Task prompt »
According to the text on the SEC's Regulation S-K amendments, when do the amendments take effect?

Excerpted text »
========================================

The SEC issued a Final Rule, Modernization of Regulation S-K Items 101, 103, and 105, to update the description of business, legal proceedings, and risk factor disclosure requirements in Regulation S-K, which have not been significantly revised in over 30 years. The amendments to Item 101, Description of business, and Item 105, Risk factors, emphasize a principles-based approach, whereas the amendments to Item 103, Legal proceedings, remain more prescriptive.
The Final Rule, part of the SEC’s disclosure effectiveness initiative, is intended to improve disclosures for investors and to add compliance efficiencies for registrants.
The amendments are effective 30 days after publication in the Federal Register.
Description of business
The amendments eliminate the requirement in S-K Item 101(a) to describe the general development of the business over the past five years, and instead require a registrant to disclose information that is material to an understanding of the development of the business, irrespective of the timeframe.
For filings made after a registrant’s initial registration statement, the amendments allow a registrant to provide only an update on material developments that have occurred since the most recent full discussion was disclosed in a filing, with a hyperlink to that prior filing.
The amendments to S-K Item 101(c) provide an expanded nonexclusive list of disclosure topics for a registrant to consider when providing a narrative description of the business, including human capital disclosures. Such topics include a description of human capital resources as well as measures or objectives used in managing the business, to the extent they are material.

========================================

Records shown »
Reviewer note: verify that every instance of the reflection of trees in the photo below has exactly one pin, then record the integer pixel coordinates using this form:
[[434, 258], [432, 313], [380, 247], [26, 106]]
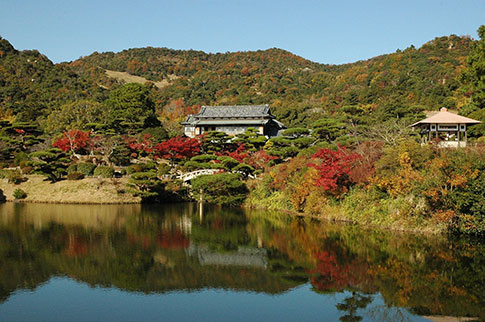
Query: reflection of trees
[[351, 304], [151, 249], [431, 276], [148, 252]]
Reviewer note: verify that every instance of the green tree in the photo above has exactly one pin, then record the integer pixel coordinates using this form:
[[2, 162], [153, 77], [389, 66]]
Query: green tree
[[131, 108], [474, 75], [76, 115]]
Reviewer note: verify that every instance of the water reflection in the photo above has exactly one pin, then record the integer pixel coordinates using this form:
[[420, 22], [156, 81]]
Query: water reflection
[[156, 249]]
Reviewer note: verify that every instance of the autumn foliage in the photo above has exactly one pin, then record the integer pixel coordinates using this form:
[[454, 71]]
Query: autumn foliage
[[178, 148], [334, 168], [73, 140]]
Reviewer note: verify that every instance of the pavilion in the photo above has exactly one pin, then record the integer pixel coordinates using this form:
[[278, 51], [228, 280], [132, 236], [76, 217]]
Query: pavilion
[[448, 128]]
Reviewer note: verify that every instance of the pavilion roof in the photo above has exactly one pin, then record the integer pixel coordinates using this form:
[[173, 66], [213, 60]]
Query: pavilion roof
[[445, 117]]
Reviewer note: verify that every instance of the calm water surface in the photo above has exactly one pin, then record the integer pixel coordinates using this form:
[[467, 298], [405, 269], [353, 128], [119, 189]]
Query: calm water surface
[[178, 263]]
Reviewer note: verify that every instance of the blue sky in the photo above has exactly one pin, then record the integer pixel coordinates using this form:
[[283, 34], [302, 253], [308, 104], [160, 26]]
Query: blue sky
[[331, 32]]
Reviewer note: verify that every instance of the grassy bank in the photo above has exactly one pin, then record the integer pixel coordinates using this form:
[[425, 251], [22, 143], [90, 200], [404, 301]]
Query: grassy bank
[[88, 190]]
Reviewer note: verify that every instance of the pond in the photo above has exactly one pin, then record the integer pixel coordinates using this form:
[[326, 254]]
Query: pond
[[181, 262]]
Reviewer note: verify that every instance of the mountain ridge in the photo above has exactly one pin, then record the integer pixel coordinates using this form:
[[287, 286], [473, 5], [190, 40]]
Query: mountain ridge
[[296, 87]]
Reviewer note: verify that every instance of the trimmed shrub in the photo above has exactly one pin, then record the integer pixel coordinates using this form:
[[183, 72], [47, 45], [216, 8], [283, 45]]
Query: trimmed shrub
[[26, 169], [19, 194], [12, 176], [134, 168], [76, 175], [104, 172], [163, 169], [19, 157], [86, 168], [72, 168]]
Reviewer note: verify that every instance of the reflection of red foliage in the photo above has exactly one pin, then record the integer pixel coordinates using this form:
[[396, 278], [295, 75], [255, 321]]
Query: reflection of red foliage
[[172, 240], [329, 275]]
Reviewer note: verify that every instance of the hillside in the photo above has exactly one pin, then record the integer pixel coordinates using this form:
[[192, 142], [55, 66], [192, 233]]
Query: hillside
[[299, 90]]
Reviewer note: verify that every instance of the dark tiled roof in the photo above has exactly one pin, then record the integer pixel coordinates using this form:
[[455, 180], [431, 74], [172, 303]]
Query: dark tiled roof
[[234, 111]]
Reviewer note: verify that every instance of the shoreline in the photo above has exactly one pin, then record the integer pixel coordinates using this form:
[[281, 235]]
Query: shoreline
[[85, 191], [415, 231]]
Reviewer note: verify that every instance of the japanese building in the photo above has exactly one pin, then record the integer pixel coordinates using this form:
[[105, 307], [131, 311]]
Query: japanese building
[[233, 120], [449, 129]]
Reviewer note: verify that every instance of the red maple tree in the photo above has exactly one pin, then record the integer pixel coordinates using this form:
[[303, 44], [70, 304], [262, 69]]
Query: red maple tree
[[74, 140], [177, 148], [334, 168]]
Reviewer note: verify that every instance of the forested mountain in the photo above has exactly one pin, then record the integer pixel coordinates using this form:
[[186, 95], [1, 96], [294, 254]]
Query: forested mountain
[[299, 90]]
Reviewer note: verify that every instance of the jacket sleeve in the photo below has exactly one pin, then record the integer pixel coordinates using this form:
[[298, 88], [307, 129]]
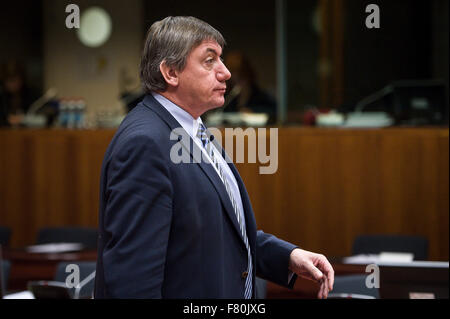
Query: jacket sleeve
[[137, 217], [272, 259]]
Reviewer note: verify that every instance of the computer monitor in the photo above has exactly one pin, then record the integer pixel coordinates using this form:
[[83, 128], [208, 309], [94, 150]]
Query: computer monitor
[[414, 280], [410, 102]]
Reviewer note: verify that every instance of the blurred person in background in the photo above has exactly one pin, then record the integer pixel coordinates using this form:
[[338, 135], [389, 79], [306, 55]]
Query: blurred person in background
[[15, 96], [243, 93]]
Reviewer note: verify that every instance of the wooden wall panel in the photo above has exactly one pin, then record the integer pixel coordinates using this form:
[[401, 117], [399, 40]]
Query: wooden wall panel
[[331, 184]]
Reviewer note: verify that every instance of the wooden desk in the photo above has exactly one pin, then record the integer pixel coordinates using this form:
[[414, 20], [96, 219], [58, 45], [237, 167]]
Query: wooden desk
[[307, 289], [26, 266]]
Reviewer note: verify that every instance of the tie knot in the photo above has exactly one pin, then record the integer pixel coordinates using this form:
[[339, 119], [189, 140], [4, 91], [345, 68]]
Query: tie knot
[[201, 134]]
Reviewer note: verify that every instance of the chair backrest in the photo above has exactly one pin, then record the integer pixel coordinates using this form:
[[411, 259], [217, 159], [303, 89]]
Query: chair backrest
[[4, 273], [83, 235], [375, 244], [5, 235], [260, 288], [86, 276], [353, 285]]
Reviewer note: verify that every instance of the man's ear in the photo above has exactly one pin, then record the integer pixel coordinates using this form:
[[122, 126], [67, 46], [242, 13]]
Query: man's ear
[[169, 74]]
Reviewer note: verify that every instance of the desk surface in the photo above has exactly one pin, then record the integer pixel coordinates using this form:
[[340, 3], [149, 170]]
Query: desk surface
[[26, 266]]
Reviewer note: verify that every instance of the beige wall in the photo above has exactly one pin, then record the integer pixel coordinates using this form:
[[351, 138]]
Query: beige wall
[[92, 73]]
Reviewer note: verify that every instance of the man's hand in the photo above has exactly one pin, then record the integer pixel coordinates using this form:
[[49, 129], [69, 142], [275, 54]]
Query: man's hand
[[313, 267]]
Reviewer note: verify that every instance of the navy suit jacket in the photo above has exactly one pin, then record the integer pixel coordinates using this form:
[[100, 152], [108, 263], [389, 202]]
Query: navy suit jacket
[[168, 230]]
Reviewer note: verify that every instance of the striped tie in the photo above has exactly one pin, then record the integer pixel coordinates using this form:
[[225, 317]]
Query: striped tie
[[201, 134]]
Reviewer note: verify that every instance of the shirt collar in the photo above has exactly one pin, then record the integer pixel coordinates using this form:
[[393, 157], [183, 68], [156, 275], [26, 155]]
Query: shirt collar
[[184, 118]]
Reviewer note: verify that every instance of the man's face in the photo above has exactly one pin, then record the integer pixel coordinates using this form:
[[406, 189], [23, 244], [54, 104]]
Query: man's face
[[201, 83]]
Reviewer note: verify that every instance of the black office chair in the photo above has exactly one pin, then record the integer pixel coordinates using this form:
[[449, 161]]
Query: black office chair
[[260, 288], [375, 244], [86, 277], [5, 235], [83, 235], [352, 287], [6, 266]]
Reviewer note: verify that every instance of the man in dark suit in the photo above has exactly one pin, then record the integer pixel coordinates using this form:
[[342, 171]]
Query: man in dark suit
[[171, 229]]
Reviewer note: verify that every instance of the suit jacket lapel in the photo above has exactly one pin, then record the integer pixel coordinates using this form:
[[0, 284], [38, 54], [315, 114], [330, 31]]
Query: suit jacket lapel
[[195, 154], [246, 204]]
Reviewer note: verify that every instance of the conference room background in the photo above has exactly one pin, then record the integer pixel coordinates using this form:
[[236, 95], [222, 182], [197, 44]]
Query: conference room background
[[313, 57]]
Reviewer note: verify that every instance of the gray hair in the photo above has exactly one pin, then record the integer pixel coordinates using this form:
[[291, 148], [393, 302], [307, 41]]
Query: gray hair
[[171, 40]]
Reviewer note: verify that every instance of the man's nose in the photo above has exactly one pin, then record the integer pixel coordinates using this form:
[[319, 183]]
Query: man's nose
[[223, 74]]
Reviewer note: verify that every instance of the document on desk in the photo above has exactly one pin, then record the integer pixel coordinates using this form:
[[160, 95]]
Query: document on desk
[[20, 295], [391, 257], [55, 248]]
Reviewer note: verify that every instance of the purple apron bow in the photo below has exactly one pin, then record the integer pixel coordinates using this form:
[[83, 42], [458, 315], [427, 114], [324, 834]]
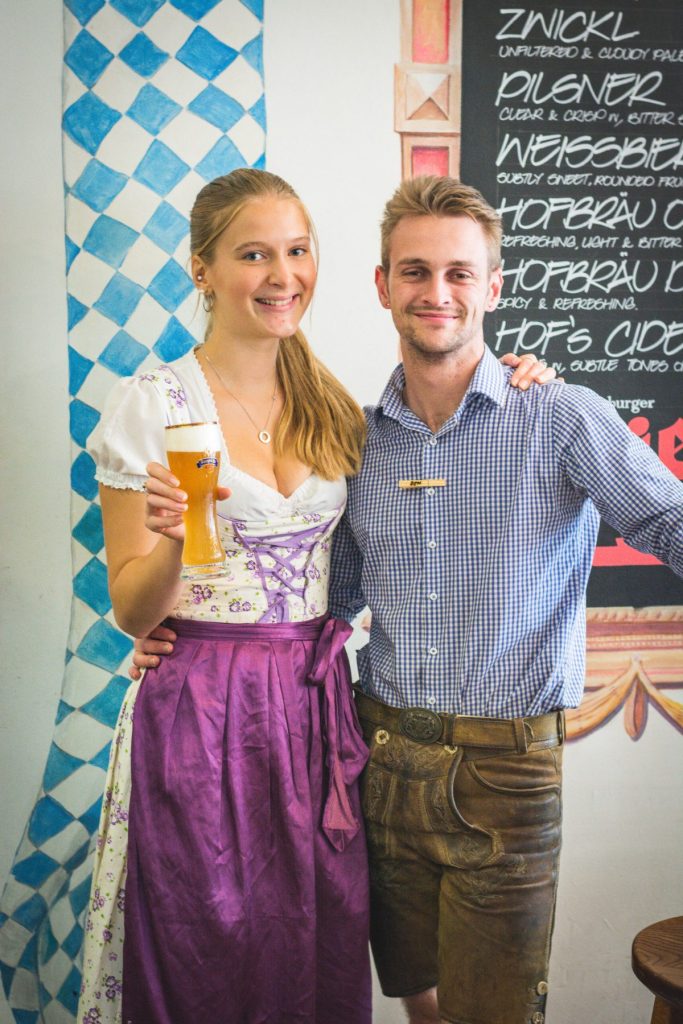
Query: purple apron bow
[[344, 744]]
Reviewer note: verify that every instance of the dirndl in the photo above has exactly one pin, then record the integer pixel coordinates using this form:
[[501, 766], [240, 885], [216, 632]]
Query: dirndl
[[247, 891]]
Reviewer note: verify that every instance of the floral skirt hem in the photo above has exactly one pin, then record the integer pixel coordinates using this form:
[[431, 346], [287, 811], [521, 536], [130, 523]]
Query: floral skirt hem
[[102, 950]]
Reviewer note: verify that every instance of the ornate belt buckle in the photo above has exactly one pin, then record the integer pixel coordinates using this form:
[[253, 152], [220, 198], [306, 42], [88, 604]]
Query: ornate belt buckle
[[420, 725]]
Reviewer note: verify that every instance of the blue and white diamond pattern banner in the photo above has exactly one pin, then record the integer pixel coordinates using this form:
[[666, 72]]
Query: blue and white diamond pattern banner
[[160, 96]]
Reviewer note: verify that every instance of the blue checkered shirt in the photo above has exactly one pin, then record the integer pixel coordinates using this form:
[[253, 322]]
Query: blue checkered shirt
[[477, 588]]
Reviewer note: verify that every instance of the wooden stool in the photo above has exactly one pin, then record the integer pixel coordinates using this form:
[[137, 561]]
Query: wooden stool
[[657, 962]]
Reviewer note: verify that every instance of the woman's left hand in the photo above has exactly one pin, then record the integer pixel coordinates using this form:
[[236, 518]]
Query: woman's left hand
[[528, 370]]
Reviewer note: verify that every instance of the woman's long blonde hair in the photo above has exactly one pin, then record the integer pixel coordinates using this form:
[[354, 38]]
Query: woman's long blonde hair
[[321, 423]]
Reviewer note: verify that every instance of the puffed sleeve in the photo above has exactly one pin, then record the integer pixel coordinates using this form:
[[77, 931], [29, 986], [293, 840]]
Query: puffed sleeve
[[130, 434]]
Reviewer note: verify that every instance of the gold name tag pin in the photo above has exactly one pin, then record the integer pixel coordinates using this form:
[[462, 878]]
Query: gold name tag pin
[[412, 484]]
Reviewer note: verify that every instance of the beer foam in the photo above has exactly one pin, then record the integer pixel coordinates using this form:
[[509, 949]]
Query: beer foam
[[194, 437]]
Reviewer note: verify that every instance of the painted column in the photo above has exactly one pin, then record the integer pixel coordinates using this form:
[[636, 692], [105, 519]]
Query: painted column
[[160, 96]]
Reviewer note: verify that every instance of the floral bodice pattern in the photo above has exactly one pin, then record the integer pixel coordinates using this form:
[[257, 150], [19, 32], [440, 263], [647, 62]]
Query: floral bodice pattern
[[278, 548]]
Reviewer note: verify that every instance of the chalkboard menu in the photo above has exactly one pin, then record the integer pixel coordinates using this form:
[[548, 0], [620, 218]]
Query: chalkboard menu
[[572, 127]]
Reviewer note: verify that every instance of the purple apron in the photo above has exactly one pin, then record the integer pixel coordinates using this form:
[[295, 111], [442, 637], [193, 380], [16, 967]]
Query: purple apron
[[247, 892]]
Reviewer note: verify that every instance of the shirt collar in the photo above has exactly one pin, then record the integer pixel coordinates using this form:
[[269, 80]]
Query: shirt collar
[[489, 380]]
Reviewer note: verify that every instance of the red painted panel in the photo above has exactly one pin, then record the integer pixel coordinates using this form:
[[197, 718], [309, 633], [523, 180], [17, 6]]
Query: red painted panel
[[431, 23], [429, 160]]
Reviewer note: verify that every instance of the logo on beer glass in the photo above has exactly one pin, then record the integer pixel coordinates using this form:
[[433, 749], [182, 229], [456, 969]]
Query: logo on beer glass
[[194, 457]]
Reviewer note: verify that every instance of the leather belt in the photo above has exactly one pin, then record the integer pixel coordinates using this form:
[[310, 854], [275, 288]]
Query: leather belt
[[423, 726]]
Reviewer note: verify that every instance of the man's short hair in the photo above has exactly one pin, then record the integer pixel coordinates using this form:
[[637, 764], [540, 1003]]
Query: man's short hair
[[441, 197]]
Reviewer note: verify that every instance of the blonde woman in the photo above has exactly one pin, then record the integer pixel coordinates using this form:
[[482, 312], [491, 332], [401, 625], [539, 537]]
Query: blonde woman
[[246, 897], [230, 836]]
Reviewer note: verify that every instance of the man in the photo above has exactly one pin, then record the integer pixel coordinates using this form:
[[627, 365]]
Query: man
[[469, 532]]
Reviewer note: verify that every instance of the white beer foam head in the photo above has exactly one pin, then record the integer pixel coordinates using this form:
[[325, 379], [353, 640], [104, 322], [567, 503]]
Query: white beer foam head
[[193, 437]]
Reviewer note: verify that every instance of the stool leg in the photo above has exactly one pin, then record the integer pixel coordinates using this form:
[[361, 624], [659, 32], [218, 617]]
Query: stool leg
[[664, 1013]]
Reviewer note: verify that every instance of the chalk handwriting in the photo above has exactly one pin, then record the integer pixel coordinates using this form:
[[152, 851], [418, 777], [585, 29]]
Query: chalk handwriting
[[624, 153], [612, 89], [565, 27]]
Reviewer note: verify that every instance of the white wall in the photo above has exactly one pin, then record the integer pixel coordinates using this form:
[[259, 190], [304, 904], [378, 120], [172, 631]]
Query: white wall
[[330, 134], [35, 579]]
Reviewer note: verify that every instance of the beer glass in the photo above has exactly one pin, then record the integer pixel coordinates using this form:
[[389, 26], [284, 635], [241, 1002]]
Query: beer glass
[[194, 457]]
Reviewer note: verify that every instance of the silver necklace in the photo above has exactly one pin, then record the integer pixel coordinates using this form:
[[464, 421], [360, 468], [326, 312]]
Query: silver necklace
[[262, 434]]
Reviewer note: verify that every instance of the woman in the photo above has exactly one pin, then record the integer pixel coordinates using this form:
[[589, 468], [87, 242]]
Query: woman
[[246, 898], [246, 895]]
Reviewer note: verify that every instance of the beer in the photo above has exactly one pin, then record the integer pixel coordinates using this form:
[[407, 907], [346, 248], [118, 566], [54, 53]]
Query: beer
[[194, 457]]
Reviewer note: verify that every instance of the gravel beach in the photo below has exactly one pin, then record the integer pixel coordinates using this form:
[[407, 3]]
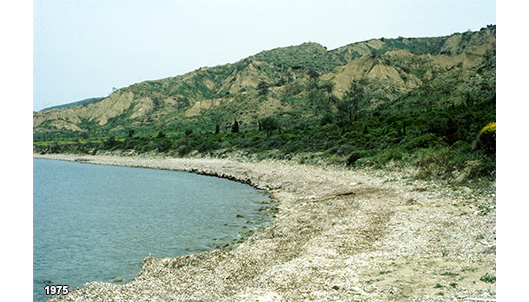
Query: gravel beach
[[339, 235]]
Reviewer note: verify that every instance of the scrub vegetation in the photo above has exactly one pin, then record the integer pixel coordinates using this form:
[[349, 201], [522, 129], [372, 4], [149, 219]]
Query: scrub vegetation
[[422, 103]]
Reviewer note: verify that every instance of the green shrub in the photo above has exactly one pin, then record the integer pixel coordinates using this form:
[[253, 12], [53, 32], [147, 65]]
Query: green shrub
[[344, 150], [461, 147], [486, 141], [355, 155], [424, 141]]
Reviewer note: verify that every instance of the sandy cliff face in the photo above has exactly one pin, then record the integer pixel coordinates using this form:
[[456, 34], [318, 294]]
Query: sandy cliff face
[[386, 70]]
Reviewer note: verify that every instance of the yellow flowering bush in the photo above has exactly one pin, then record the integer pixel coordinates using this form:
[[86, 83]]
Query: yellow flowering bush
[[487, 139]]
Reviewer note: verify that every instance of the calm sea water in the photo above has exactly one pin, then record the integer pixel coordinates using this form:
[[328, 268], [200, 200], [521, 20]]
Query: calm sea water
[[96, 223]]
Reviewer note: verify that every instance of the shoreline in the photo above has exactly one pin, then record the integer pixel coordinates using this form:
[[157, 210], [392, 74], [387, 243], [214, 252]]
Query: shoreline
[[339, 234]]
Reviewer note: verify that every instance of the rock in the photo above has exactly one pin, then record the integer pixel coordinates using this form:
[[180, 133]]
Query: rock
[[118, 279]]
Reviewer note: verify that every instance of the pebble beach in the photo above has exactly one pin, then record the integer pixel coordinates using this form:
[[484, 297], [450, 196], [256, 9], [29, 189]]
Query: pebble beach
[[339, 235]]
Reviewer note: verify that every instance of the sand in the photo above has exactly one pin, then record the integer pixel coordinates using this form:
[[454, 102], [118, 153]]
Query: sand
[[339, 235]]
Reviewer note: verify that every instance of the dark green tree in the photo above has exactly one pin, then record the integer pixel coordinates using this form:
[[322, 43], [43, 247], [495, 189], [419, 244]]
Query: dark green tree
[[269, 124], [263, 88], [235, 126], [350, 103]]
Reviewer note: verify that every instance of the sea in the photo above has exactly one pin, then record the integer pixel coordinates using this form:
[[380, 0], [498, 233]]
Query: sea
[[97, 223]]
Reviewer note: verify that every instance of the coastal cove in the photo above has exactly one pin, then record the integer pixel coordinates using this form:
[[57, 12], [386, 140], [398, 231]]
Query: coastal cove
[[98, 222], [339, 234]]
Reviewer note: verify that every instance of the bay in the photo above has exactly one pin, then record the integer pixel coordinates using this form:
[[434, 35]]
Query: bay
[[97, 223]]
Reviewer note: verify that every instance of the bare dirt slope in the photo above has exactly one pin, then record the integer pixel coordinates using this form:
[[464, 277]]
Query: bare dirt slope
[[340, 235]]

========================================

Output below »
The amendments take effect 30 days after publication in the Federal Register.